DOCUMENT PASSAGE:
┏━━

Winkler
JOHNSON CITY (Nov. 18, 2014) – An East Tennessee State University staff member is sharing his heritage in the December 2014 issue of Psychology Today magazine.
In this publication, a full-page portrait of Wayne Winkler, director of WETS-FM/HD, the university’s public radio station, accompanies an article titled “The Past is Written on Your Face – But What Does It Say?”
The article is an excerpt from a new book by Christine Kenneally, an Australian American journalist who writes on science, language and culture. She has written for the New York Times, the New Yorker, Slate, New Scientist and Australia’s Monthly, among other publications, and is the author of The First Word (2007).
Kenneally’s new book, The Invisible History of the Human Race: How DNA and History Shape Our Identities and Our Futures, draws on cutting-edge research to reveal how both historical artifacts and DNA tell where people come from and where they may be headed.
One chapter of the book deals with the Melungeons, a mixed-ethnic people first documented in the Clinch River region of Northeast Tennessee and Southwest Virginia in the early 19th century. Researchers have traditionally believed the Melungeons to be tri-racial – a mix of European, African, and Native American ancestry – although other theories of origin have been suggested.
Last year, while conducting research for her book, Kenneally contacted Winkler, a Melungeon descendant and author of Walking Toward the Sunset: The Melungeons of Appalachia (2004).
“We communicated by email and telephone several times,” Winkler said. “Then I pretty much forgot about it until this past spring, when Christine sent me a draft of the chapter for review and told me the book would be coming out in October.”
In August, Winkler was contacted by Jennifer Bleyer, a staff editor at Psychology Today. “Jennifer told me the magazine was going to excerpt the chapter of the book that featured the Melungeons, and they wanted me to come to New York for a photo session.”
In early September, Winkler went to a studio in lower Manhattan where he posed for photographer Mike McGregor, who took portraits of several people of mixed ethnicity. These included individuals whose backgrounds included Japanese/Russian, Chinese/English, Jamaican/Puerto Rican, Cherokee/African American/Filipina, and Senegalese/Spanish/Portuguese/Native American/Irish.

┗━━

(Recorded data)
┏━━

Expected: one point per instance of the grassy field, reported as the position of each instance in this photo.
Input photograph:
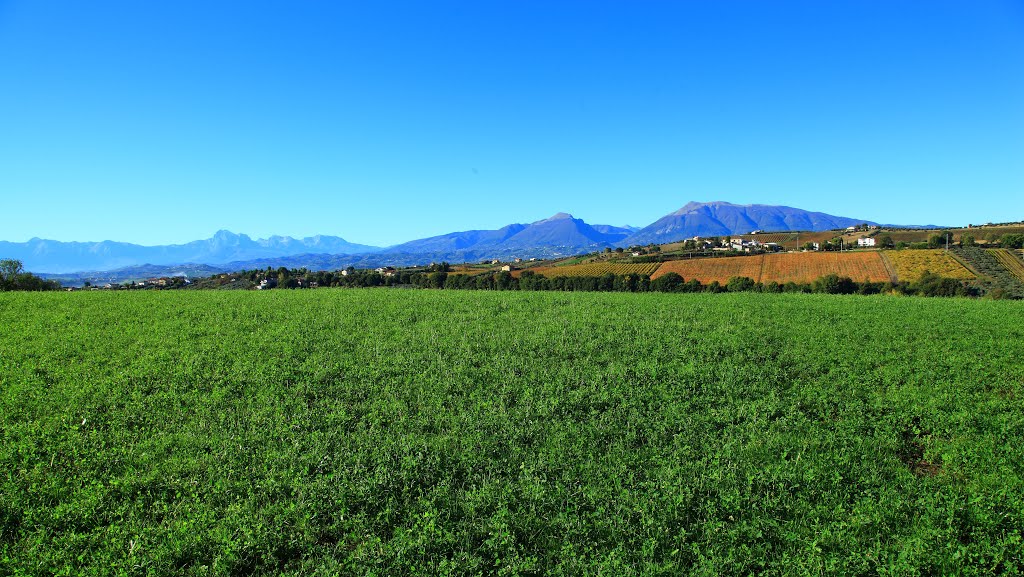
(451, 433)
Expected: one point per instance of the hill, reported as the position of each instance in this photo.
(722, 218)
(42, 255)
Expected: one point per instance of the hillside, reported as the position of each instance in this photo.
(722, 218)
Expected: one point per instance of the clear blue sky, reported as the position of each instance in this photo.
(384, 121)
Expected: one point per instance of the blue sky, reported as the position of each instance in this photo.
(384, 121)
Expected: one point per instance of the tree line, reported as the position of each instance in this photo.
(13, 277)
(928, 285)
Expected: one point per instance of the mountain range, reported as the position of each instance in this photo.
(560, 235)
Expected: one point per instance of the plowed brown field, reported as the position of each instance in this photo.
(781, 268)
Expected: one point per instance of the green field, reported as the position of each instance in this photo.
(451, 433)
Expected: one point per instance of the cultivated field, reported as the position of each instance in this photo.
(715, 269)
(1010, 261)
(781, 268)
(807, 266)
(910, 264)
(597, 269)
(451, 433)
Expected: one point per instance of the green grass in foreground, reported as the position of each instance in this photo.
(436, 433)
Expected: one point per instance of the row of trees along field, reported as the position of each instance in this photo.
(439, 278)
(13, 277)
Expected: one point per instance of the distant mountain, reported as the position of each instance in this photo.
(561, 231)
(721, 218)
(41, 255)
(561, 235)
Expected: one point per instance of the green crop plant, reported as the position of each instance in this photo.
(451, 433)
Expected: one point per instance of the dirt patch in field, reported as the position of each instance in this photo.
(912, 452)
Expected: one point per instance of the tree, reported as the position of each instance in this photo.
(739, 284)
(10, 270)
(669, 282)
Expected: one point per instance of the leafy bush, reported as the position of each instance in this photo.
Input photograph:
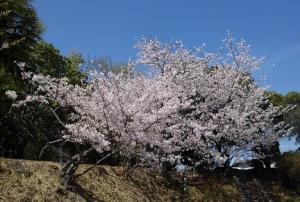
(289, 166)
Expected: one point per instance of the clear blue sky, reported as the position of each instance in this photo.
(111, 27)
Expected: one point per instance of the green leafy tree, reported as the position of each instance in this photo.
(19, 31)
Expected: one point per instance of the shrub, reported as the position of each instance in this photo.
(289, 167)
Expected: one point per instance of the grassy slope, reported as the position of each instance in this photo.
(22, 180)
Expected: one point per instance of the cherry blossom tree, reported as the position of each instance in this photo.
(229, 114)
(195, 102)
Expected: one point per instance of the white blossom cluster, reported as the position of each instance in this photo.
(11, 94)
(200, 102)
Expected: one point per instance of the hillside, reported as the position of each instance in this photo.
(23, 180)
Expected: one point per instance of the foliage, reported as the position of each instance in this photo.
(20, 30)
(293, 116)
(218, 113)
(290, 167)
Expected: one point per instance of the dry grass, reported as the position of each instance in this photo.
(22, 180)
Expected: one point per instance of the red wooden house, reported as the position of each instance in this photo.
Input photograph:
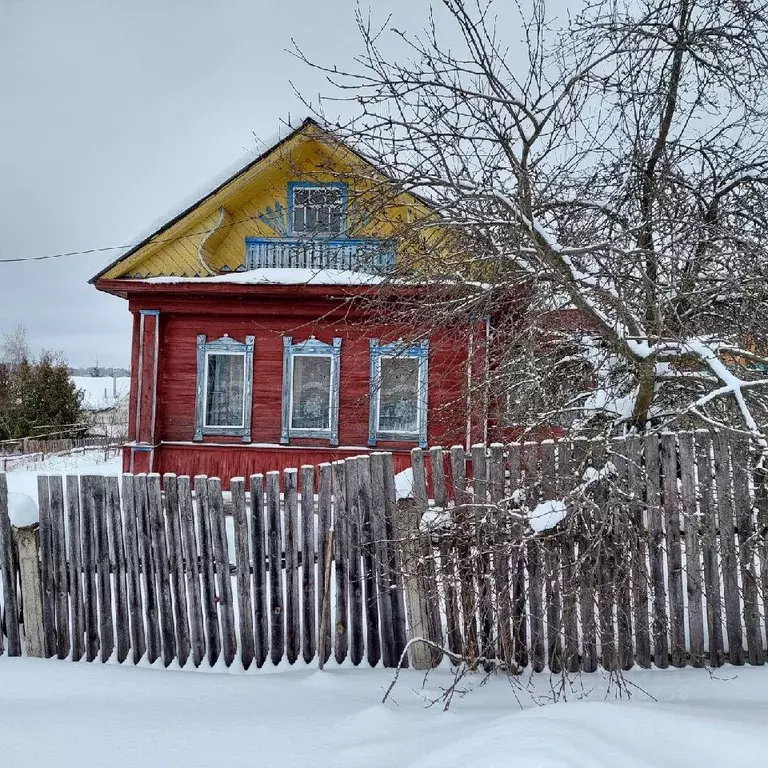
(256, 343)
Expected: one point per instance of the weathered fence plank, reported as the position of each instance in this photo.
(587, 563)
(551, 556)
(207, 568)
(660, 622)
(463, 524)
(61, 577)
(378, 529)
(417, 606)
(176, 562)
(308, 597)
(533, 556)
(571, 660)
(727, 548)
(258, 548)
(8, 576)
(709, 548)
(131, 524)
(160, 568)
(428, 566)
(447, 569)
(483, 543)
(517, 563)
(605, 555)
(746, 533)
(372, 644)
(88, 508)
(103, 567)
(275, 545)
(292, 608)
(356, 640)
(28, 549)
(191, 564)
(48, 565)
(639, 546)
(243, 567)
(623, 543)
(324, 501)
(76, 608)
(395, 559)
(692, 549)
(115, 531)
(341, 560)
(223, 576)
(677, 652)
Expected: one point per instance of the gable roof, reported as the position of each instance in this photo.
(307, 124)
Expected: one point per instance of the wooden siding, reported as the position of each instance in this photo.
(269, 318)
(309, 156)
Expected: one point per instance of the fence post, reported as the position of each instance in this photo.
(416, 600)
(27, 543)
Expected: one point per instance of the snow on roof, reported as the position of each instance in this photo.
(205, 190)
(277, 276)
(102, 392)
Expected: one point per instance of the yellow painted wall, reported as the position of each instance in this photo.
(308, 156)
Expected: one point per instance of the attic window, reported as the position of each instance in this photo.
(316, 209)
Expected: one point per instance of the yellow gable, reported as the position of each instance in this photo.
(210, 237)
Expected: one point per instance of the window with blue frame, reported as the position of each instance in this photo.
(398, 396)
(224, 387)
(311, 389)
(317, 210)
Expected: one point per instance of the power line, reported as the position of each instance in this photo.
(106, 249)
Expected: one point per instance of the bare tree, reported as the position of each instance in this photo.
(613, 162)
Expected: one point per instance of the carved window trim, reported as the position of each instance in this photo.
(224, 345)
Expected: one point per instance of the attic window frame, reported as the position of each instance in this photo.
(309, 185)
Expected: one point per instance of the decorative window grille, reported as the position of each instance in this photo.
(316, 209)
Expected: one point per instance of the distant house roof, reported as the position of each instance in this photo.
(101, 393)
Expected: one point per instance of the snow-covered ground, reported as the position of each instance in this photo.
(22, 480)
(100, 392)
(55, 713)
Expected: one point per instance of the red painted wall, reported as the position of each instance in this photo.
(269, 318)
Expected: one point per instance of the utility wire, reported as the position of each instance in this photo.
(125, 247)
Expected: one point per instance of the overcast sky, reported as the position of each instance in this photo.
(113, 111)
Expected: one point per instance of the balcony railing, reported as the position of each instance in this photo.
(283, 252)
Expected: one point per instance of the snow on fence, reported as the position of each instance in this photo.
(567, 556)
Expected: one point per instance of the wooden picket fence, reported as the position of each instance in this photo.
(662, 558)
(139, 570)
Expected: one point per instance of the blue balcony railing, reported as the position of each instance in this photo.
(284, 252)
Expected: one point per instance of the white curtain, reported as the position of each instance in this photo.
(225, 390)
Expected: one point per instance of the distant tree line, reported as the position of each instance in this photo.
(37, 396)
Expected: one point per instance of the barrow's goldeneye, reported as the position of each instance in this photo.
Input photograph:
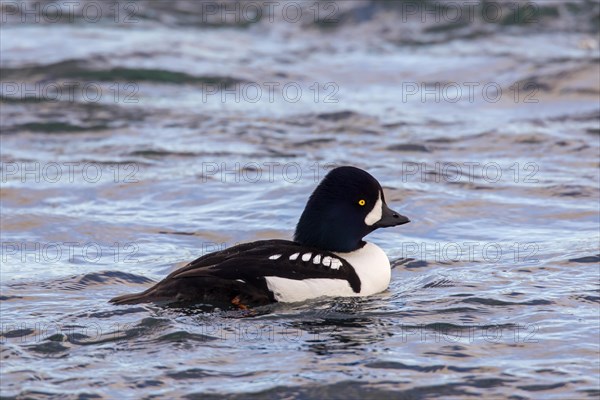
(327, 257)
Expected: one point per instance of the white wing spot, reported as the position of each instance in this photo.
(335, 263)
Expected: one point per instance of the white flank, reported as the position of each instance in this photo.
(292, 290)
(372, 267)
(375, 214)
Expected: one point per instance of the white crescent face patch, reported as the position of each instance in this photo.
(375, 214)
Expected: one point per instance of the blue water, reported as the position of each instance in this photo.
(166, 130)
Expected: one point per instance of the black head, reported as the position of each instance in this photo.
(347, 205)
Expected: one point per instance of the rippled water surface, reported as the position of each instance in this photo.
(166, 130)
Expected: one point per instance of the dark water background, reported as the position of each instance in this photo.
(136, 136)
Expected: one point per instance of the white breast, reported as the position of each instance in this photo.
(372, 267)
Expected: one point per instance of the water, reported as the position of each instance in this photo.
(136, 143)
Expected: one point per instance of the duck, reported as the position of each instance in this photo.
(326, 258)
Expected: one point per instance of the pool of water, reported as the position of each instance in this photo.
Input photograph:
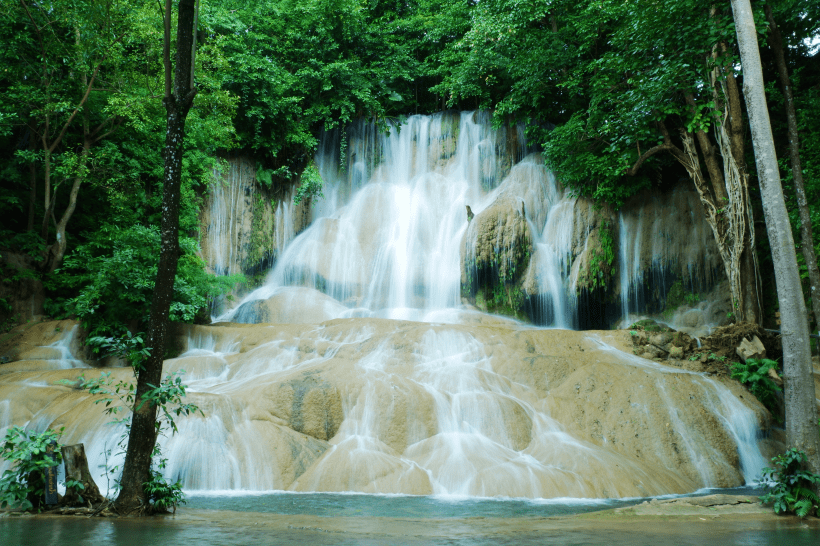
(354, 519)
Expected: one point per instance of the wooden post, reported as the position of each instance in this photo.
(76, 470)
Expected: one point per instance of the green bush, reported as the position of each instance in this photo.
(754, 374)
(27, 452)
(114, 275)
(790, 487)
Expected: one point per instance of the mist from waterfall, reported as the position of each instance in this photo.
(385, 239)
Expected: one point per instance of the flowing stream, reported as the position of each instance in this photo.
(358, 367)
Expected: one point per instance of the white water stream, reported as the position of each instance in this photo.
(454, 403)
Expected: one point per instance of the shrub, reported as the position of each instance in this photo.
(790, 487)
(27, 452)
(754, 374)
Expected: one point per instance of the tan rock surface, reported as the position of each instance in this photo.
(388, 406)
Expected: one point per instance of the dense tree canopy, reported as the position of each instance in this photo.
(613, 91)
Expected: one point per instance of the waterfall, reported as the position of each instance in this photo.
(386, 239)
(663, 241)
(369, 367)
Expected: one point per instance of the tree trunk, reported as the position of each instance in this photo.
(76, 469)
(806, 236)
(143, 434)
(801, 409)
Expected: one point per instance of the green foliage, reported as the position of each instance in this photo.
(790, 488)
(310, 186)
(163, 495)
(114, 273)
(130, 348)
(117, 396)
(603, 256)
(26, 450)
(754, 374)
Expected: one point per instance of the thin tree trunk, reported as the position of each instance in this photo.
(806, 237)
(32, 194)
(143, 434)
(801, 409)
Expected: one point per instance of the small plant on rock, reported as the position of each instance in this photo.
(27, 450)
(754, 374)
(790, 487)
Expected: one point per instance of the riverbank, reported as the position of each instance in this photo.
(716, 520)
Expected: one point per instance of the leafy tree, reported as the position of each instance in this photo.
(22, 485)
(180, 91)
(801, 409)
(629, 95)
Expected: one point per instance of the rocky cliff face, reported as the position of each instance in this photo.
(446, 210)
(385, 406)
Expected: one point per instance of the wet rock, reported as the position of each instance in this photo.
(751, 349)
(661, 340)
(676, 352)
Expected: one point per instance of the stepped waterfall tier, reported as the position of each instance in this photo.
(391, 346)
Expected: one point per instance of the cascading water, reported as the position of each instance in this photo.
(662, 242)
(372, 375)
(386, 238)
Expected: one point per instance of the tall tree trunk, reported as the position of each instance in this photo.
(32, 193)
(143, 434)
(806, 237)
(801, 409)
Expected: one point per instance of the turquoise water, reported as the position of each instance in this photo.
(342, 519)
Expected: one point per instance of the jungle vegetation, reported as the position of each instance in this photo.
(621, 96)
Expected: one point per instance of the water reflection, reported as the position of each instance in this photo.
(350, 519)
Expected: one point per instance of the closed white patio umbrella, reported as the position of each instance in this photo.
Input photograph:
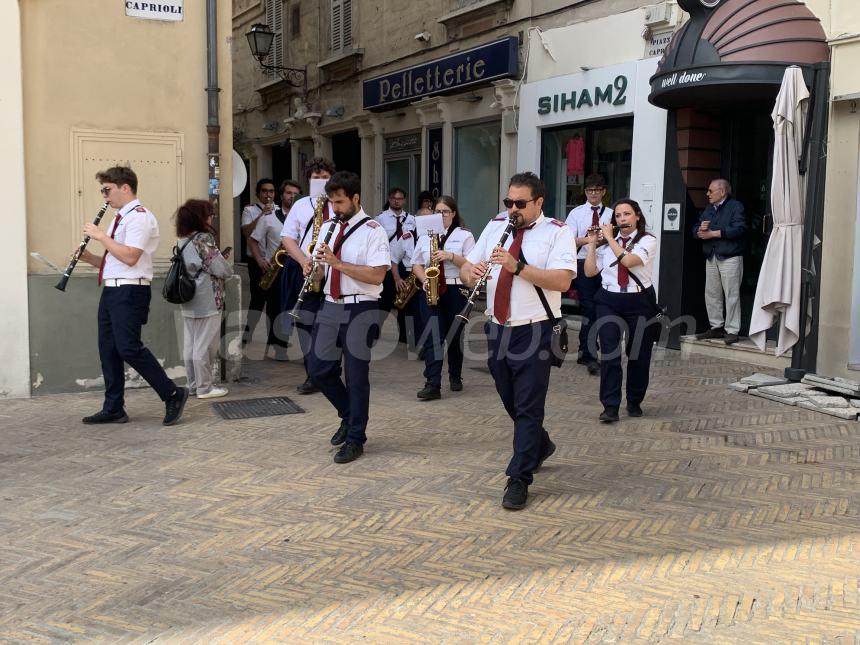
(777, 294)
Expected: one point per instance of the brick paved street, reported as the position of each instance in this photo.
(718, 517)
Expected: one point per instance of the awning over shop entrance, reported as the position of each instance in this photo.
(737, 50)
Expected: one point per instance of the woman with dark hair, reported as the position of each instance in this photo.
(625, 304)
(454, 243)
(202, 314)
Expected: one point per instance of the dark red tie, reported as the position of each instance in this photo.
(623, 273)
(502, 300)
(335, 274)
(104, 257)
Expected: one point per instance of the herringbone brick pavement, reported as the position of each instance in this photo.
(717, 517)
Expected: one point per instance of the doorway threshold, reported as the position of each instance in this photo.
(744, 351)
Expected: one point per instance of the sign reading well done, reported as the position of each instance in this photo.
(170, 10)
(458, 71)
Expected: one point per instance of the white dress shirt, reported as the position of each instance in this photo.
(645, 249)
(368, 246)
(547, 244)
(579, 221)
(459, 241)
(138, 229)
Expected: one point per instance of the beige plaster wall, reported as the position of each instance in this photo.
(14, 348)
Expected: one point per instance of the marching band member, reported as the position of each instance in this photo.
(580, 219)
(297, 237)
(539, 258)
(125, 271)
(624, 305)
(355, 264)
(264, 242)
(455, 242)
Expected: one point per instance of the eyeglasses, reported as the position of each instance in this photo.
(519, 203)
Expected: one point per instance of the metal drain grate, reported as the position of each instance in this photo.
(253, 408)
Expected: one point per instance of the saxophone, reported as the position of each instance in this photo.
(432, 271)
(319, 210)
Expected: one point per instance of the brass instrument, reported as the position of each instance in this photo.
(61, 285)
(319, 213)
(432, 272)
(470, 304)
(309, 278)
(405, 296)
(275, 266)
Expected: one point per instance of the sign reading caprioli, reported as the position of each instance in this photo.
(170, 10)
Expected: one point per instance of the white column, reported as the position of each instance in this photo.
(14, 323)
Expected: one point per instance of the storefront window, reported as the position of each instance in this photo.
(476, 172)
(569, 154)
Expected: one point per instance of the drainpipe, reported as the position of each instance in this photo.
(213, 128)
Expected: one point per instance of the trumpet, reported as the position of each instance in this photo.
(470, 303)
(432, 272)
(275, 266)
(61, 285)
(309, 278)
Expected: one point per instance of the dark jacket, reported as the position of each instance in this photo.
(728, 218)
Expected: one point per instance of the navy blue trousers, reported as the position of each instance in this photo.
(586, 289)
(345, 332)
(123, 311)
(436, 322)
(305, 323)
(519, 360)
(619, 313)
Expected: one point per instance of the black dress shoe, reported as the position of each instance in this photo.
(348, 452)
(716, 332)
(609, 415)
(174, 405)
(547, 453)
(516, 494)
(307, 387)
(104, 416)
(429, 393)
(340, 436)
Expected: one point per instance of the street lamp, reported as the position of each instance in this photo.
(260, 39)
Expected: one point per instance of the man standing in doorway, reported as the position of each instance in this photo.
(590, 214)
(722, 229)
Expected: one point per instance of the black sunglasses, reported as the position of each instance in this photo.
(519, 203)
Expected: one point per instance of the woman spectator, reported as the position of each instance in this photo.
(455, 242)
(202, 314)
(625, 303)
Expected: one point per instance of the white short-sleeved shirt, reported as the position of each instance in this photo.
(645, 248)
(368, 246)
(389, 222)
(138, 229)
(459, 241)
(547, 244)
(267, 233)
(297, 225)
(579, 221)
(403, 249)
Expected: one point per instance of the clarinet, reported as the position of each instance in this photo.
(61, 285)
(309, 278)
(470, 304)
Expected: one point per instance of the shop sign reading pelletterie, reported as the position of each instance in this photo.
(170, 10)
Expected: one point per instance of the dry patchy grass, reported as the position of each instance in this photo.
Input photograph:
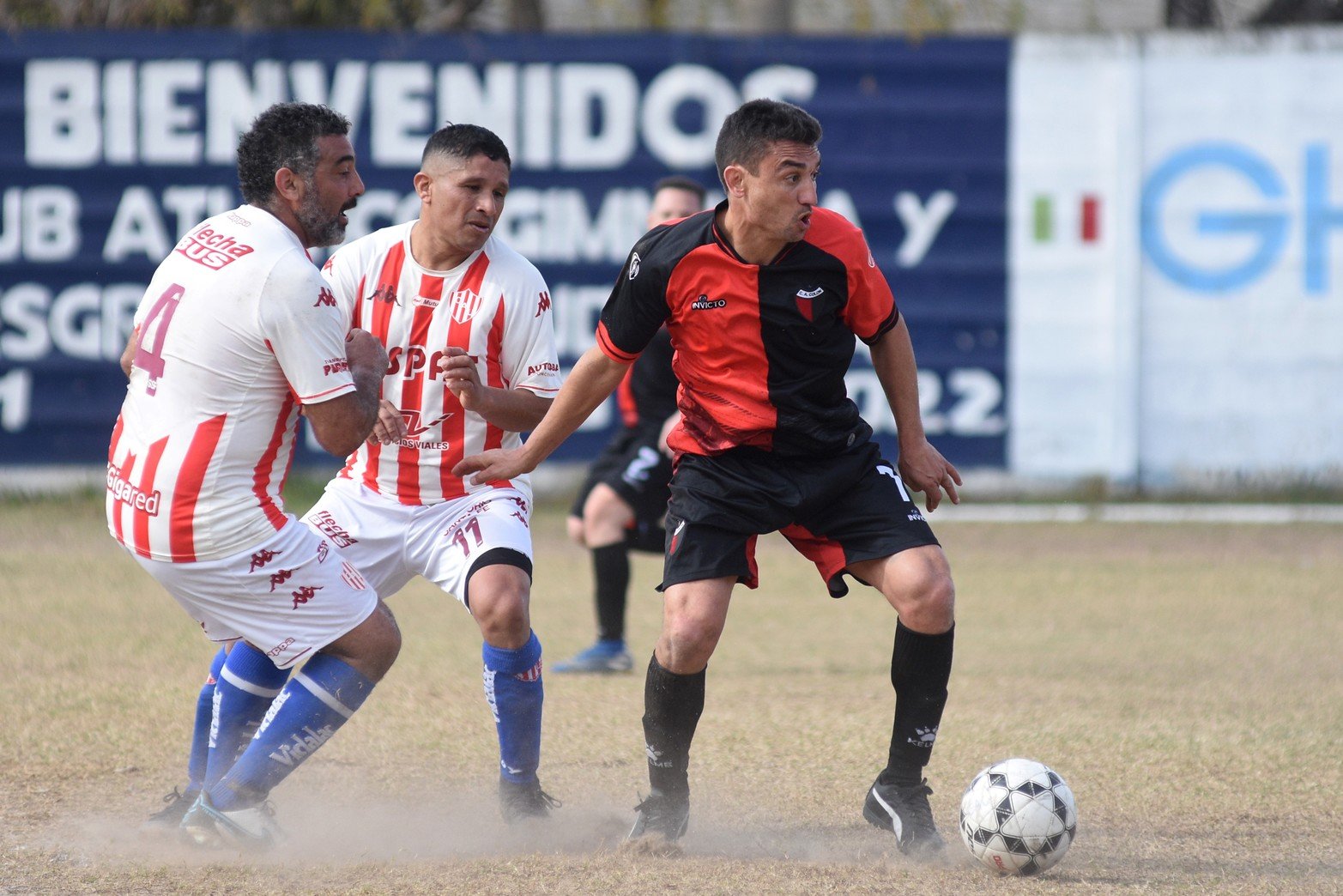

┗━━

TASK ITEM A: In the news piece about Wayne Winkler, which photographer took his portrait in New York?
TASK ITEM B: From the news piece about Wayne Winkler, copy word for word the part starting with "Kenneally’s new book, The" and going on through "have been suggested.".

TASK OUTPUT A: Mike McGregor

TASK OUTPUT B:
Kenneally’s new book, The Invisible History of the Human Race: How DNA and History Shape Our Identities and Our Futures, draws on cutting-edge research to reveal how both historical artifacts and DNA tell where people come from and where they may be headed.
One chapter of the book deals with the Melungeons, a mixed-ethnic people first documented in the Clinch River region of Northeast Tennessee and Southwest Virginia in the early 19th century. Researchers have traditionally believed the Melungeons to be tri-racial – a mix of European, African, and Native American ancestry – although other theories of origin have been suggested.